Eski Avukatı M. Cohen'in itiraflarından sonra Başkan Trump'ın
azli daha çok konuşulur oldu. Aslında seçildiği günden beri Trump
sonu azle (impeachment) gidecek bir sürecin tehdidi altındaydı.
Mesele, Rusya'nın seçimlere müdahalesi... Trump'ın H. Clinton'ı Rus
yetkililerle yapılan işbirliği sonucu yendiği iddiası... Ve bu
konuda söylenen yalanlar...
Şimdiye kadar adım adım Trump'ın ekibi yargının önüne çıkarıldı.
Eski kampanya direktörü Paul Manafort vergi kaçırmaktan suçlu
bulundu. Cohen, Trump'ın ilişkisi olduğu iddia edilen iki kadına
ödeme yaparak seçim kampanyalarının finansmanıyla ilgili yasaları
deldiğini itiraf etti.

▸ Yazılı yönerge 1:
Trump'ın azli üzerine kaynak metne göre Paul Manafort hangi suçtan suçlu bulundu?
▸ Yazılı yönerge 2:
Trump'ın azli üzerine kaynak metni son cümlesinin ardından sürdürün.
Veriler, kaynak metinden ayrı bir malzemedir.

▸ Kayıtlı bilgiler:

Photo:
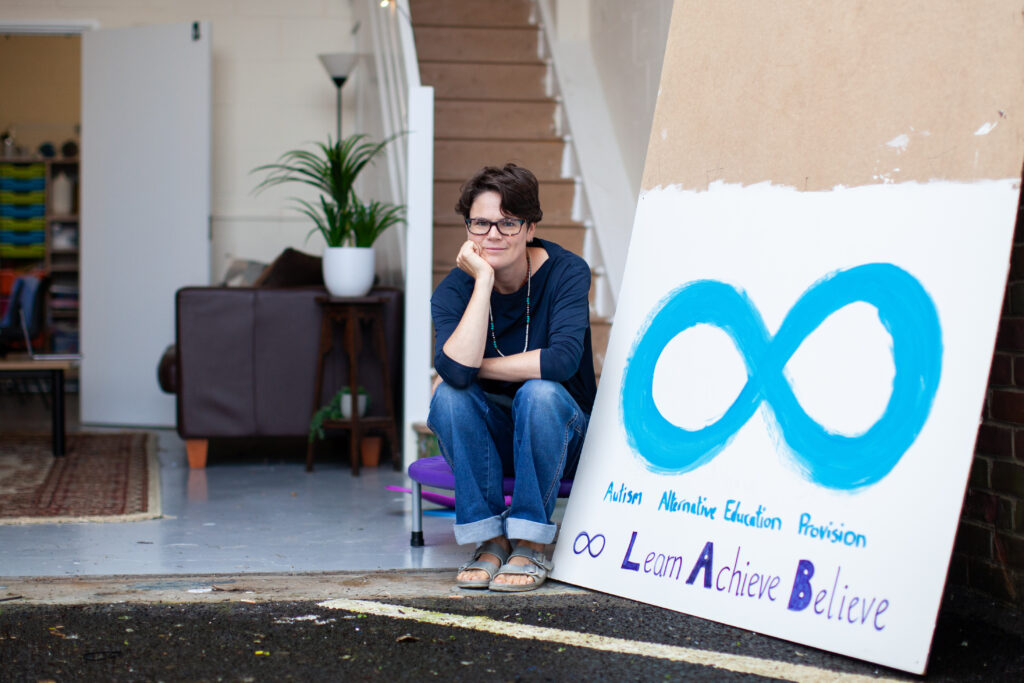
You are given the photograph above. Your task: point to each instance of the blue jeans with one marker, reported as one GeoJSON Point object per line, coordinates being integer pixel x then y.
{"type": "Point", "coordinates": [536, 437]}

▸ Alıştırma cevabı 1:
Vergi kaçırmaktan.

▸ Alıştırma cevabı 2:
Trump ise şimdiye kadar ya "haberi olmadığını" ya da itirafçıların
"yalan söylediğini" öne sürerek kendini koruyabildi. Hatta Rus
yetkililerle görüşme konusunda oğlunu bile yalnız bıraktı. Ancak
kıskaç iyice daralmış görünüyor. Nitekim kasım seçimlerine giderken
Trump kendisinin yargılanması halinde "ekonominin çökeceği"
tehdidinde bulunmak zorunda kaldı.
ABD medyası geçtiğimiz salı gününü "Başkanın en zor günü" olarak
niteledi.
Muhalif medya "Başkanın sonunun başlangıcı" olarak ilan etti. Time
dergisi kapağında Trump'ın Oval Ofis'te boğulduğunu resmetti
bile.
Trump'ın avukatı R. Giuliani ise başkanın azil sürecinin başlaması
halinde Amerikan halkının "isyan" edeceğini iddia etti.
Cohen'in itirafları bu aşamada sadece porno yıldızlarına verilen
parayla ilgili olarak Trump'ı suç ortağı haline getirse de
meselenin Rusya bağlantısı kısmının da adının koyulması yakın
görünüyor.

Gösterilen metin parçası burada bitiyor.